EXERCISE OBJECTIVE: Tally the lines of the data below that contain the string "face", with case counting. Reply with the number alone.

____________________

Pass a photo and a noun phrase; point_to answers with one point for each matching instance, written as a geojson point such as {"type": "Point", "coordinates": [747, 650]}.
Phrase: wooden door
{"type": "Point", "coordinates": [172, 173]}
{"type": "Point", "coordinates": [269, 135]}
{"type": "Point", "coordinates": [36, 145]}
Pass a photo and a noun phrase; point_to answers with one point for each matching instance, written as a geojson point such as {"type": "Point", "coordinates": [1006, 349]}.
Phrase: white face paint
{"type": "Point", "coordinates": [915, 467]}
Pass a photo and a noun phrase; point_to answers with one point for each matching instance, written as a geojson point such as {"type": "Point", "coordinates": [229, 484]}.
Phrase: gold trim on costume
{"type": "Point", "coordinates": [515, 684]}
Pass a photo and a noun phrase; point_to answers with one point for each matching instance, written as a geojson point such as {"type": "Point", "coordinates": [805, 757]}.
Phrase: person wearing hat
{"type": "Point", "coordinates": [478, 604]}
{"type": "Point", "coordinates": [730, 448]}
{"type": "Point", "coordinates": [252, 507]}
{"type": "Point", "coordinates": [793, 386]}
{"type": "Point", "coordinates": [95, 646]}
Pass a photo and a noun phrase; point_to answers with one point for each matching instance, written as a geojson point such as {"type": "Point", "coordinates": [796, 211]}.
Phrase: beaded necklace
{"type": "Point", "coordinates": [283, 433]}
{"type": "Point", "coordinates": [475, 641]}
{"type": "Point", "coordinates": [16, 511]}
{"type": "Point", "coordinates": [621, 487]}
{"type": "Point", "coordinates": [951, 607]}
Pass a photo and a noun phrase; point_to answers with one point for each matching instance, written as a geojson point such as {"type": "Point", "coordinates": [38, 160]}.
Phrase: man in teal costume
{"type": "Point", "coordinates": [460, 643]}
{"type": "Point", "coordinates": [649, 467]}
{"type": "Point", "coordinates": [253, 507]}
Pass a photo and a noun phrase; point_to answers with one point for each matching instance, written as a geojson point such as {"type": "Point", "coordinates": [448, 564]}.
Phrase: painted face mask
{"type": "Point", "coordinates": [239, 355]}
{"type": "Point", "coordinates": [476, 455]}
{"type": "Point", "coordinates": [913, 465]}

____________________

RESULT OF THIS EXERCISE: 2